◆ EXERCISE AIM
Look below. Copy each line that has "forest" in it.

◆ RECORDS PROVIDED
=====

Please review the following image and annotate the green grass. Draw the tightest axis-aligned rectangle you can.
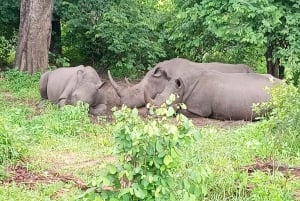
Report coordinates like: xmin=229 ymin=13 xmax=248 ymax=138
xmin=0 ymin=70 xmax=299 ymax=200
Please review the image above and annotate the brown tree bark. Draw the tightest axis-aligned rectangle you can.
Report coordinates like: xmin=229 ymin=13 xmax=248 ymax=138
xmin=15 ymin=0 xmax=54 ymax=74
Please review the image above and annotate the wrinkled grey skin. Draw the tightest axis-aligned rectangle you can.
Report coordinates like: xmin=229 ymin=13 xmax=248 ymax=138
xmin=39 ymin=65 xmax=107 ymax=115
xmin=145 ymin=71 xmax=281 ymax=121
xmin=101 ymin=82 xmax=121 ymax=110
xmin=108 ymin=58 xmax=253 ymax=108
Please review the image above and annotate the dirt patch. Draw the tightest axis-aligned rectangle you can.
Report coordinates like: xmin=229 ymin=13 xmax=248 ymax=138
xmin=241 ymin=158 xmax=300 ymax=179
xmin=242 ymin=158 xmax=300 ymax=200
xmin=2 ymin=166 xmax=88 ymax=190
xmin=190 ymin=116 xmax=249 ymax=128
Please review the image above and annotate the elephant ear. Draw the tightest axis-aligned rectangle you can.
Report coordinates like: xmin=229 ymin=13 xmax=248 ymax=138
xmin=152 ymin=67 xmax=170 ymax=80
xmin=76 ymin=70 xmax=85 ymax=83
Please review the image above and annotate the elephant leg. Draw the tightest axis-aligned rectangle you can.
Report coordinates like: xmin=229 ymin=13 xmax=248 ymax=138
xmin=89 ymin=104 xmax=107 ymax=116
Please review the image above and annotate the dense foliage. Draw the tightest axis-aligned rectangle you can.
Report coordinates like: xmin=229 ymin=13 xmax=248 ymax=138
xmin=0 ymin=0 xmax=19 ymax=69
xmin=1 ymin=0 xmax=299 ymax=79
xmin=81 ymin=104 xmax=204 ymax=200
xmin=258 ymin=83 xmax=300 ymax=156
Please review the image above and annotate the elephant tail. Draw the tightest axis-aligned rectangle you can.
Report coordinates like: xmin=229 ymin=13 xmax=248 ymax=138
xmin=39 ymin=71 xmax=50 ymax=99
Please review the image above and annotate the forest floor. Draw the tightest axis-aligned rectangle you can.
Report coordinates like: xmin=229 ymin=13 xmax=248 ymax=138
xmin=1 ymin=74 xmax=300 ymax=200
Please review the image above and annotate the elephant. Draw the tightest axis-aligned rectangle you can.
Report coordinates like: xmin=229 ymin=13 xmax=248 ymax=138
xmin=108 ymin=58 xmax=254 ymax=108
xmin=144 ymin=71 xmax=281 ymax=121
xmin=39 ymin=65 xmax=108 ymax=115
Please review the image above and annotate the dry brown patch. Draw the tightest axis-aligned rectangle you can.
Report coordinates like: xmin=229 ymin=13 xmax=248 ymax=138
xmin=241 ymin=158 xmax=300 ymax=179
xmin=191 ymin=116 xmax=250 ymax=128
xmin=2 ymin=166 xmax=88 ymax=190
xmin=242 ymin=158 xmax=300 ymax=200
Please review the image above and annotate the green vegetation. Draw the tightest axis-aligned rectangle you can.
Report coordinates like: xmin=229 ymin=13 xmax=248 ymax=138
xmin=0 ymin=69 xmax=299 ymax=200
xmin=1 ymin=0 xmax=299 ymax=79
xmin=1 ymin=0 xmax=300 ymax=199
xmin=83 ymin=104 xmax=200 ymax=200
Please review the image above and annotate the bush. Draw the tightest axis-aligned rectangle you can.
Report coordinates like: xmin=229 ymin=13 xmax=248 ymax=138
xmin=258 ymin=83 xmax=300 ymax=157
xmin=91 ymin=0 xmax=166 ymax=77
xmin=0 ymin=117 xmax=28 ymax=165
xmin=0 ymin=36 xmax=15 ymax=69
xmin=79 ymin=99 xmax=208 ymax=200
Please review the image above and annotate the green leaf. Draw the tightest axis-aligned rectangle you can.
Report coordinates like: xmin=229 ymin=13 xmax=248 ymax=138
xmin=133 ymin=185 xmax=146 ymax=199
xmin=155 ymin=185 xmax=162 ymax=198
xmin=107 ymin=164 xmax=117 ymax=175
xmin=118 ymin=188 xmax=131 ymax=198
xmin=163 ymin=154 xmax=173 ymax=167
xmin=156 ymin=140 xmax=163 ymax=153
xmin=167 ymin=107 xmax=176 ymax=116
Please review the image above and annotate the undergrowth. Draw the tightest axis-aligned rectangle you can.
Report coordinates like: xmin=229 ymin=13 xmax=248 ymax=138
xmin=0 ymin=70 xmax=299 ymax=201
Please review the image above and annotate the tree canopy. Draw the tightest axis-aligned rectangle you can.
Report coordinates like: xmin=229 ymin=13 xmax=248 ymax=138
xmin=1 ymin=0 xmax=299 ymax=81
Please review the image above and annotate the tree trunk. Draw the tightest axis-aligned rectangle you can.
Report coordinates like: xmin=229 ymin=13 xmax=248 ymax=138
xmin=265 ymin=46 xmax=279 ymax=78
xmin=15 ymin=0 xmax=54 ymax=74
xmin=50 ymin=13 xmax=62 ymax=55
xmin=278 ymin=59 xmax=285 ymax=79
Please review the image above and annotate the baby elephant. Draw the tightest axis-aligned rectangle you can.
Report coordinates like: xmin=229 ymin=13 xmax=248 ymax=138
xmin=39 ymin=65 xmax=107 ymax=115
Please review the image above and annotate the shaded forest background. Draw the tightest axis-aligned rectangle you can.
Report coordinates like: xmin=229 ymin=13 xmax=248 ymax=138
xmin=0 ymin=0 xmax=299 ymax=82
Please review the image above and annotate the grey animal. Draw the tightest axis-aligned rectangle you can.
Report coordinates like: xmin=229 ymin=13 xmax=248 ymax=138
xmin=39 ymin=65 xmax=107 ymax=115
xmin=145 ymin=71 xmax=281 ymax=121
xmin=108 ymin=58 xmax=253 ymax=108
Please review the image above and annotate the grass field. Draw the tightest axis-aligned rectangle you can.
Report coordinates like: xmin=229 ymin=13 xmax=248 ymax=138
xmin=0 ymin=70 xmax=299 ymax=201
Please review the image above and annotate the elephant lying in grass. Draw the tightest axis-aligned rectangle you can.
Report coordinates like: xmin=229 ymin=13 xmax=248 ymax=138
xmin=39 ymin=65 xmax=107 ymax=115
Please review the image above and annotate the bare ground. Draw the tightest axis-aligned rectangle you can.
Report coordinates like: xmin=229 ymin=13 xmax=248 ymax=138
xmin=2 ymin=158 xmax=300 ymax=200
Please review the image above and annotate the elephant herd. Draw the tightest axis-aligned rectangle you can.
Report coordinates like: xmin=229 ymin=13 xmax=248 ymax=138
xmin=39 ymin=58 xmax=281 ymax=121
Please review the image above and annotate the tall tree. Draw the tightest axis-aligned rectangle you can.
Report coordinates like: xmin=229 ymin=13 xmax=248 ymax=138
xmin=167 ymin=0 xmax=300 ymax=80
xmin=15 ymin=0 xmax=54 ymax=73
xmin=198 ymin=0 xmax=300 ymax=79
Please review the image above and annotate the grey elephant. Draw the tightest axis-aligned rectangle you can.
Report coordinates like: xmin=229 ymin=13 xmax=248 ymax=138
xmin=39 ymin=65 xmax=107 ymax=115
xmin=108 ymin=58 xmax=253 ymax=108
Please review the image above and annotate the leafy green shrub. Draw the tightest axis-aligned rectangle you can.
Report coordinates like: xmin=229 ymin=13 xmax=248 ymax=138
xmin=258 ymin=83 xmax=300 ymax=157
xmin=79 ymin=97 xmax=209 ymax=200
xmin=49 ymin=52 xmax=70 ymax=68
xmin=0 ymin=36 xmax=15 ymax=68
xmin=92 ymin=0 xmax=166 ymax=76
xmin=0 ymin=117 xmax=28 ymax=165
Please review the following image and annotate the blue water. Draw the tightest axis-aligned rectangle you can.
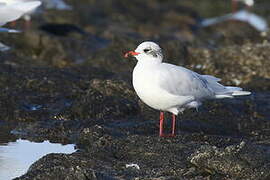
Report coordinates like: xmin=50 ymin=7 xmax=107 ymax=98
xmin=0 ymin=139 xmax=75 ymax=180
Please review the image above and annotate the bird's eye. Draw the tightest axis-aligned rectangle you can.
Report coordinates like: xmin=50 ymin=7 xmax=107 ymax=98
xmin=144 ymin=48 xmax=151 ymax=53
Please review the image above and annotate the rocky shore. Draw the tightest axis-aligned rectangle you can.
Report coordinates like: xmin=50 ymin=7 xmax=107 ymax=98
xmin=0 ymin=0 xmax=269 ymax=179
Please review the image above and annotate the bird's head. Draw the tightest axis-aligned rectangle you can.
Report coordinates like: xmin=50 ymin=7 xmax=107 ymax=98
xmin=124 ymin=41 xmax=163 ymax=63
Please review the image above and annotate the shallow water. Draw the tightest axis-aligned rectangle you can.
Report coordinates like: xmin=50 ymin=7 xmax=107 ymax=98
xmin=0 ymin=139 xmax=75 ymax=180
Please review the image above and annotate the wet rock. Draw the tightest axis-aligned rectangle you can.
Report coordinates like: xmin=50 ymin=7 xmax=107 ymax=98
xmin=187 ymin=41 xmax=270 ymax=88
xmin=14 ymin=153 xmax=117 ymax=180
xmin=83 ymin=36 xmax=139 ymax=73
xmin=0 ymin=26 xmax=110 ymax=68
xmin=70 ymin=87 xmax=139 ymax=120
xmin=0 ymin=65 xmax=140 ymax=143
xmin=0 ymin=122 xmax=17 ymax=144
xmin=89 ymin=78 xmax=137 ymax=100
xmin=196 ymin=20 xmax=268 ymax=47
xmin=0 ymin=64 xmax=120 ymax=120
xmin=190 ymin=141 xmax=270 ymax=179
xmin=69 ymin=77 xmax=140 ymax=121
xmin=39 ymin=23 xmax=86 ymax=36
xmin=15 ymin=130 xmax=246 ymax=179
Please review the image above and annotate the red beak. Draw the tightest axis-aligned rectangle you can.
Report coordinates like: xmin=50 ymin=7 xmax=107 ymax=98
xmin=124 ymin=51 xmax=140 ymax=58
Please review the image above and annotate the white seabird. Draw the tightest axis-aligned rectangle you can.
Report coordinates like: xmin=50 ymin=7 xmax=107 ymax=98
xmin=125 ymin=41 xmax=251 ymax=137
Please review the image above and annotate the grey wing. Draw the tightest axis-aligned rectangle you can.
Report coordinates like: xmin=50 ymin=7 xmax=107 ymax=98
xmin=157 ymin=63 xmax=215 ymax=99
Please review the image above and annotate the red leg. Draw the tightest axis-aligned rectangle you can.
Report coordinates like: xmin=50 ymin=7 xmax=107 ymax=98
xmin=159 ymin=112 xmax=164 ymax=137
xmin=159 ymin=112 xmax=176 ymax=137
xmin=171 ymin=114 xmax=176 ymax=136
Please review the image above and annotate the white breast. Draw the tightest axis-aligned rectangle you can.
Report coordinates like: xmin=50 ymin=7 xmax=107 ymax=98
xmin=132 ymin=63 xmax=191 ymax=111
xmin=133 ymin=63 xmax=158 ymax=109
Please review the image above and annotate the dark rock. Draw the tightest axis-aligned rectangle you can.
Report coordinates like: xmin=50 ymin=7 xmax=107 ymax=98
xmin=186 ymin=42 xmax=270 ymax=89
xmin=15 ymin=131 xmax=249 ymax=180
xmin=70 ymin=88 xmax=139 ymax=120
xmin=190 ymin=141 xmax=270 ymax=179
xmin=39 ymin=23 xmax=86 ymax=36
xmin=14 ymin=153 xmax=118 ymax=180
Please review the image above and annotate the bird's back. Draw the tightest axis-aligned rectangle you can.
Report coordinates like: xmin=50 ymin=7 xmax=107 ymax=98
xmin=156 ymin=63 xmax=215 ymax=100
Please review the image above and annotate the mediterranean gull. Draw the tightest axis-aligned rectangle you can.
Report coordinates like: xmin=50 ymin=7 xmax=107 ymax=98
xmin=125 ymin=41 xmax=251 ymax=137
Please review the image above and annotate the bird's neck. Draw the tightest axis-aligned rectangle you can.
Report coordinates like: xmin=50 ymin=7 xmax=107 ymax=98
xmin=136 ymin=56 xmax=163 ymax=66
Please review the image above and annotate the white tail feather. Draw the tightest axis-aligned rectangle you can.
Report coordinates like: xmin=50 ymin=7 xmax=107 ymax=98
xmin=214 ymin=87 xmax=251 ymax=99
xmin=215 ymin=94 xmax=234 ymax=99
xmin=202 ymin=75 xmax=251 ymax=99
xmin=232 ymin=91 xmax=251 ymax=96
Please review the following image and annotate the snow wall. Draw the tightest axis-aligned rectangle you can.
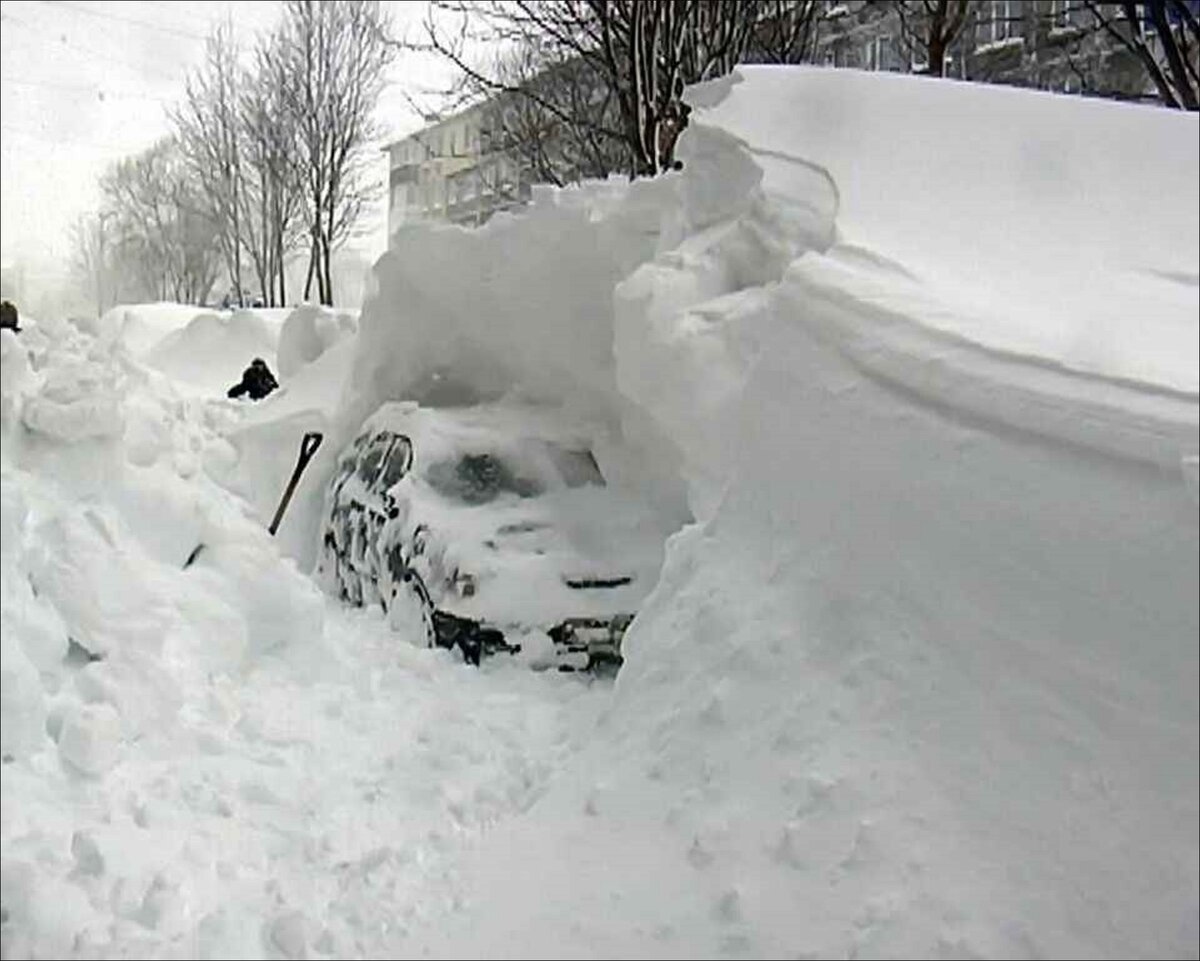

=====

◆ SOLUTION
Please review the image above and annotate the forest floor. Draw the tightest axis-aligned rectangle you can.
Please review the image above and annotate the shaded forest background. Draw the tightest axis-aligned rectangle you can.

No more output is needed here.